--- LISTA DE TAREAS ---
- 1) Reproduce al pie de la letra el fragmento de la reseña sobre Blood: un relato sangriento que comienza con "Sí sólo te vas" y continúa hasta "te estás perdiendo.".
- 2) Según la reseña sobre Blood: un relato sangriento, ¿qué debe ser ante todo un académico, un crítico o un divulgador?

--- TEXTO PROPORCIONADO ---
Un académico, un crítico o un
divulgador, da igual como lo denominemos, debe ser ante todo un lector crítico,
alguien que se coloca frente a la obra y entabla un diálogo con la misma,
dejando siempre que ésta lleve la voz cantante, dejándose seducir, embaucar o
amenazar por un objeto que no es más que un vehículo de la voluntad de su
autor. Todo lo demás es superfluo, podemos hablar del mercado, la industria o
la historia, pero esos conceptos sólo serán pertinentes en cuanto tengan
relevancia dentro de la obra. En ese sentido me gusta Blood: un relato sangriento porque se explica enteramente por si
misma, no hace falta conocer la obra de Kent Williams dentro del mercado del
arte o los guiones para cómics de superhéroes de J. M. DeMatteis. Simplemente
se hace necesario ser un ser humano, haber amado alguna vez, haberse asustado
con un rayo, haber temido la soledad o haber soñado con un futuro mejor.
Sí sólo te vas a leer un puñado de
cómics en tu vida, Blood: un relato
sangriento debe obligatoriamente ser uno de ellos. En caso contrario no
tienes ni la más mínima idea de lo que te estás perdiendo.

--- DATOS REGISTRADOS ---
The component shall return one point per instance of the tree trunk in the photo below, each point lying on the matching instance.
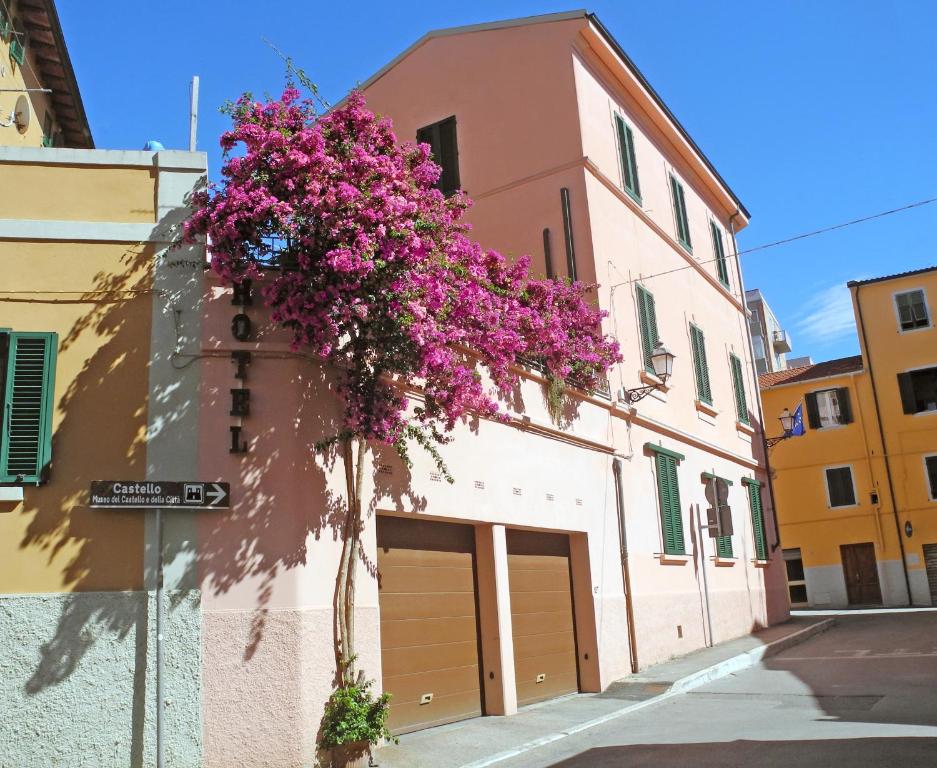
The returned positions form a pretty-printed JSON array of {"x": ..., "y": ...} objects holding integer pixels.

--- RESPUESTAS DADAS ---
- 1)
Sí sólo te vas a leer un puñado de
cómics en tu vida, Blood: un relato
sangriento debe obligatoriamente ser uno de ellos. En caso contrario no
tienes ni la más mínima idea de lo que te estás perdiendo.

- 2) Un lector crítico.